[[ DATA FOR REVIEW open ]]
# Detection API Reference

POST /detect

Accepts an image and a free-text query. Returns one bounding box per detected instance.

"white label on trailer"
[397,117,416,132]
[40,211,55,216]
[[ DATA FOR REVIEW closed ]]
:: TRY IT ::
An exact repeat of all the entries above is required.

:: ANSWER SPACE ::
# Detection API Reference

POST /detect

Accepts an image and a free-text query. Returns one bounding box per detected instance.

"white label on trailer"
[397,117,416,132]
[40,211,55,216]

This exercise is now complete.